Brontekst
§

Ik zou je toch aanraden om vooral voor het laag geen palladium te nemen. Dit gaat echt een stuk beter op een american audio v-serie of dap vision.. Verder: goed bezig!

----------


## stainz

zou inderdaad voor het laag een andere amp kiezen.
Verder is het zeker verstandig om voor je set een mooi Amp-rackje te maken met dan van boven naar onder:

Crossover
P1600
Sub-versterker
connectorpanel ( | L | R | Powercon | Sub L | Sub R | Top L | Top R | ) 

Kan je hem ook nog eens voor kleine live dingen gebruiken en ziet er meteen gelikt uit!

----------


## Mark Vriens

Versterkerrack gaat zeker nog komen, maar ik wil eerst even kijken hoe het met mijn eigen rackje nu gaat. als er een nieuwe versterker komt gaat er zeker een rackje komen.

Groet

----------


## Roelande

> zou inderdaad voor het laag een andere amp kiezen.



waarom is de p1600 geen goede versterker voor het laag?

§

Gegeven lijst
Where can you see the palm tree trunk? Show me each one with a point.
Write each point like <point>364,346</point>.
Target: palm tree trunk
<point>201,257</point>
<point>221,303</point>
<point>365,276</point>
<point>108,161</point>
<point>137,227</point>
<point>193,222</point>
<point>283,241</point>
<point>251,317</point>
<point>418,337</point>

§

De opdracht
Schrijf uit de forumdiscussie over versterkers woordelijk het stuk over dat begint bij "## Mark Vriens" en doorloopt tot en met "een rackje komen.".

Eindantwoord
## Mark Vriens

Versterkerrack gaat zeker nog komen, maar ik wil eerst even kijken hoe het met mijn eigen rackje nu gaat. als er een nieuwe versterker komt gaat er zeker een rackje komen.